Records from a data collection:
◇ ◇ ◇

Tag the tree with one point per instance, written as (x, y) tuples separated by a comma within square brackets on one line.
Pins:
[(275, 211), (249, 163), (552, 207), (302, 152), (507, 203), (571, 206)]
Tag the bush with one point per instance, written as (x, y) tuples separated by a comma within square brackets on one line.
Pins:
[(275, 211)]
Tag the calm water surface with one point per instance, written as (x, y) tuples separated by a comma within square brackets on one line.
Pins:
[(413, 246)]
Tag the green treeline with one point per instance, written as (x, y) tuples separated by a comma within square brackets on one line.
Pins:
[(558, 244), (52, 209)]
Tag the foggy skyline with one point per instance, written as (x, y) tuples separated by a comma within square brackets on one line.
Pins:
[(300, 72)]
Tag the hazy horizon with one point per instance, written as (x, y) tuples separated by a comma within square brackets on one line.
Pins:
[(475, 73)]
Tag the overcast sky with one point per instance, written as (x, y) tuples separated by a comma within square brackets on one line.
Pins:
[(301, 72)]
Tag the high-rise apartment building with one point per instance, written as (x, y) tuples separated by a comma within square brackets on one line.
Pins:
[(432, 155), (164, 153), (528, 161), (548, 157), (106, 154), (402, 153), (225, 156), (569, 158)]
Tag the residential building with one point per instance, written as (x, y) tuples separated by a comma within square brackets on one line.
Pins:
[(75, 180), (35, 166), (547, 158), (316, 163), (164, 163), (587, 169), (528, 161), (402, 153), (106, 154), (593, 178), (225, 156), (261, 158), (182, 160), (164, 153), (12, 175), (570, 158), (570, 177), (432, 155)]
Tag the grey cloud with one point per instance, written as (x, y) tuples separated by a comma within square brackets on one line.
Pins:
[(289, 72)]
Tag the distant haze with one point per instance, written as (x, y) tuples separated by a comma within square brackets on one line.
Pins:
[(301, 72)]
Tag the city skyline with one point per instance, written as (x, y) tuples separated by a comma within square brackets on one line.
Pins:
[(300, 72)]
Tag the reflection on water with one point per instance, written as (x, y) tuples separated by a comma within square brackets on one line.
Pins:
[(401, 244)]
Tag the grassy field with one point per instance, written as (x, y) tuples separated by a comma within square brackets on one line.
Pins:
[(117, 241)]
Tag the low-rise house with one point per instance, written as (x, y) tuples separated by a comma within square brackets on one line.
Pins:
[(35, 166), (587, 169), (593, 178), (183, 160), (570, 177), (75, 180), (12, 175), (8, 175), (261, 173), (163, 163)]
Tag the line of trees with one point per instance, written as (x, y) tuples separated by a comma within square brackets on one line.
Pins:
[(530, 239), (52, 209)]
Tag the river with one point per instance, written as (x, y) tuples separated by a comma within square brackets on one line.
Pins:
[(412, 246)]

◇ ◇ ◇

Required task:
Could you lay out the items above as a numbered list with blank lines omitted, starting at their very first line and stopping after the line that contains "[(475, 73)]", both ends included?

Task output:
1. Tag the tree with one point per instance, written as (x, y) tuples separated by a comma within square brackets on one line.
2. Pins:
3. [(275, 211), (249, 163), (552, 207), (302, 152), (507, 203), (571, 206)]
4. Tag the bush with one point per instance, written as (x, y) tuples separated by a comma within square brackets on one line.
5. Pins:
6. [(275, 211)]
7. Tag the calm water surface with one point per instance, written as (x, y) tuples separated by a comma within square brackets on one line.
8. Pins:
9. [(413, 246)]
10. Tag the green treeline with one point per instance, written as (x, y) tuples separated by a comma within square brackets on one line.
11. Pins:
12. [(558, 244), (52, 209)]
13. Tag the foggy skyline with one point per instance, written as (x, y) tuples separated by a comma within square brackets on one line.
14. Pins:
15. [(300, 72)]
16. Tag the hazy horizon with one point per instance, written as (x, y) tuples separated by a comma within square brackets on one line.
17. Pins:
18. [(475, 73)]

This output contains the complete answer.